= What is expected =
Copy out, exactly as given, every line from the line with "shingled roof ->" to the end of the listing, both of those lines included.

-----

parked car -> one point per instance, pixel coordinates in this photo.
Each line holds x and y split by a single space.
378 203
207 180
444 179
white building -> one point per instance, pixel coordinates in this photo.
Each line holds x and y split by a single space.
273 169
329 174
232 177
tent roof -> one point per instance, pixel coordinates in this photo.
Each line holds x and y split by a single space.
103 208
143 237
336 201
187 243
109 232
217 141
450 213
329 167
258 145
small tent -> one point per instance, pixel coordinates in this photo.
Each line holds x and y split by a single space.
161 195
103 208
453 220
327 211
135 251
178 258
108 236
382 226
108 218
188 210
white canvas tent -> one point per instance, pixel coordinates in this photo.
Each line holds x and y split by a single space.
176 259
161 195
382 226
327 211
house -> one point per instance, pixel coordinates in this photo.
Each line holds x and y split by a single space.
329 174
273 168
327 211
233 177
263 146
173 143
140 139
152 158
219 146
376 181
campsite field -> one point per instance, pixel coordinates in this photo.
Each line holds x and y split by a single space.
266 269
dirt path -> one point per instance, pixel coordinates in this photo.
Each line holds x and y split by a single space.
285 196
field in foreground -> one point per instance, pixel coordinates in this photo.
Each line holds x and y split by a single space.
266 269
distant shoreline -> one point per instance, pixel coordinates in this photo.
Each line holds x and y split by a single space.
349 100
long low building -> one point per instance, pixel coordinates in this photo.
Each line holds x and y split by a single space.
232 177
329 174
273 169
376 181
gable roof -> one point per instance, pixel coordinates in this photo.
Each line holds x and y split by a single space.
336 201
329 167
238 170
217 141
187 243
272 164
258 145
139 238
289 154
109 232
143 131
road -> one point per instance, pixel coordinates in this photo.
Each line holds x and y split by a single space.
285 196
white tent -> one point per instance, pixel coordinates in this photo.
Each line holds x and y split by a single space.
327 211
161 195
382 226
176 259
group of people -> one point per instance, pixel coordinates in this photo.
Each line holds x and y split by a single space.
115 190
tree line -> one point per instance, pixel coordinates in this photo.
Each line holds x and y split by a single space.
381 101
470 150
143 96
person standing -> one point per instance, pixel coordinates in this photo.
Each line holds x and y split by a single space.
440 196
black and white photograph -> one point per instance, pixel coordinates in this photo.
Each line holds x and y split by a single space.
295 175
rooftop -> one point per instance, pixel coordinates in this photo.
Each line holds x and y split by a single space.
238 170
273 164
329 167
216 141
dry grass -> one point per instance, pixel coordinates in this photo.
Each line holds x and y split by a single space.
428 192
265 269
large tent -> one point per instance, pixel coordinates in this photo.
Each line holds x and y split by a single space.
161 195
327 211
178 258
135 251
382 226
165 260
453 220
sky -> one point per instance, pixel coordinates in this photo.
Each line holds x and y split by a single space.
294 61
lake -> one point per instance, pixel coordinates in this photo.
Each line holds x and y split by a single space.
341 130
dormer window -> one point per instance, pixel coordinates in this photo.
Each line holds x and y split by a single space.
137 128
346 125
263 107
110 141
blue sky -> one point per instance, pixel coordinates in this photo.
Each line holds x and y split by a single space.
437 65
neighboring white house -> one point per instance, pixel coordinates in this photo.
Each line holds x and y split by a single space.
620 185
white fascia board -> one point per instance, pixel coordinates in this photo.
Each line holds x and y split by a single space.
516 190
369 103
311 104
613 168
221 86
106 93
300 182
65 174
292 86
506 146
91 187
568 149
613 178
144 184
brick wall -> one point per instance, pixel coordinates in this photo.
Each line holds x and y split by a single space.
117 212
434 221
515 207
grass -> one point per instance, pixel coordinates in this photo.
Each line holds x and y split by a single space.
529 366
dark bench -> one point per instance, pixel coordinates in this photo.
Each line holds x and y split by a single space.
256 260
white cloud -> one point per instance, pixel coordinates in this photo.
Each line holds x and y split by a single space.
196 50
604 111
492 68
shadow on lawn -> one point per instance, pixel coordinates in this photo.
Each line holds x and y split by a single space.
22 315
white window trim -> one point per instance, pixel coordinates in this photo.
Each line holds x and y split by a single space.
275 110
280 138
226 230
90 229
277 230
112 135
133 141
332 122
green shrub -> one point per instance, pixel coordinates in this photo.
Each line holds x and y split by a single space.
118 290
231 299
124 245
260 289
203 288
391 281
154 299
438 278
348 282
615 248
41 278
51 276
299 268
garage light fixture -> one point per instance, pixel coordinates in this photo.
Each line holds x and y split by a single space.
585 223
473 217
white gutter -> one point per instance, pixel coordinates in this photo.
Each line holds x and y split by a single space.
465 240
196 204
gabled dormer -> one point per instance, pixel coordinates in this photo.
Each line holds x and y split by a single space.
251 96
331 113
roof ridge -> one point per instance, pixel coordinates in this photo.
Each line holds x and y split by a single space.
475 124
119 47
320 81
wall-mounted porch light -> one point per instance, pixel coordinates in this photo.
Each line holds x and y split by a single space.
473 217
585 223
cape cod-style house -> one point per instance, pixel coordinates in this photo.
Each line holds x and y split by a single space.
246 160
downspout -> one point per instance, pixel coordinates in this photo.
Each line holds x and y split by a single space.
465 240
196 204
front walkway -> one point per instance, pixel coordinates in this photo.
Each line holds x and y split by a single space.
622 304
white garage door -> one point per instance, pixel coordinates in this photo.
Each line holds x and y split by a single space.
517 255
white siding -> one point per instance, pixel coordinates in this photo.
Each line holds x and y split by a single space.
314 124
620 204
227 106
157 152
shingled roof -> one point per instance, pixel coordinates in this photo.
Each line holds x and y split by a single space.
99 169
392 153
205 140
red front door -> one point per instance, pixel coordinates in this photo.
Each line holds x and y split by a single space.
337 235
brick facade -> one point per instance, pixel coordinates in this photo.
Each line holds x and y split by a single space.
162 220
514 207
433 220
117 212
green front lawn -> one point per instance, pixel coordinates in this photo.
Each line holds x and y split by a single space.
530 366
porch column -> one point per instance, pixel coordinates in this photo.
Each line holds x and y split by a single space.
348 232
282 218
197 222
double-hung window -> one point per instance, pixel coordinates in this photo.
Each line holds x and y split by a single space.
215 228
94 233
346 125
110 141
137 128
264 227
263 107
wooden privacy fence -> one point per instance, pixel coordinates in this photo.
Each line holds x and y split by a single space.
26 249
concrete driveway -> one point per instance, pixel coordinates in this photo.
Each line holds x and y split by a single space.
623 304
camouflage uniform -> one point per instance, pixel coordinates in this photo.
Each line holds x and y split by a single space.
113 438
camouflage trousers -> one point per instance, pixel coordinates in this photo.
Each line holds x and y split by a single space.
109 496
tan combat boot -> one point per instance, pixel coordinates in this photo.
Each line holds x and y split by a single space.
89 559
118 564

-----

= Final result =
shingled roof -> one point per instance, pixel coordinates in this photo.
Each line holds x and y split by a single space.
99 169
392 153
205 140
red front door -> one point per instance, pixel coordinates in this photo.
Each line holds x and y split by a single space.
337 235
brick facade -> one point per instance, pixel coordinates in this photo.
Each line holds x and y split by a single space.
162 220
514 207
433 220
117 212
green front lawn -> one point per instance, pixel coordinates in this photo.
Each line holds x and y split by a single space.
530 366
porch column -> one point per instance, pixel coordinates in this photo.
Each line holds x and y split by a single space.
348 232
282 218
197 222
double-hung window -> one point per instance, pixel coordinates in this photo.
Each line holds x and y split by a single space.
215 228
94 233
346 125
110 141
137 128
264 227
263 107
wooden privacy fence -> one point per instance, pixel coordinates in this photo.
Each line holds x and y split by a single space.
26 249
concrete driveway -> one point per instance, pixel coordinates in this photo.
Each line holds x and y split by a single space.
623 304
camouflage uniform -> one point per instance, pixel coordinates in this photo.
Each line holds x and y split by a single space.
113 438
camouflage trousers -> one point per instance, pixel coordinates in this photo.
Each line holds x and y split by a single space.
109 496
tan combat boot -> one point per instance, pixel coordinates in this photo.
Each line holds x and y split by a single space.
89 559
118 564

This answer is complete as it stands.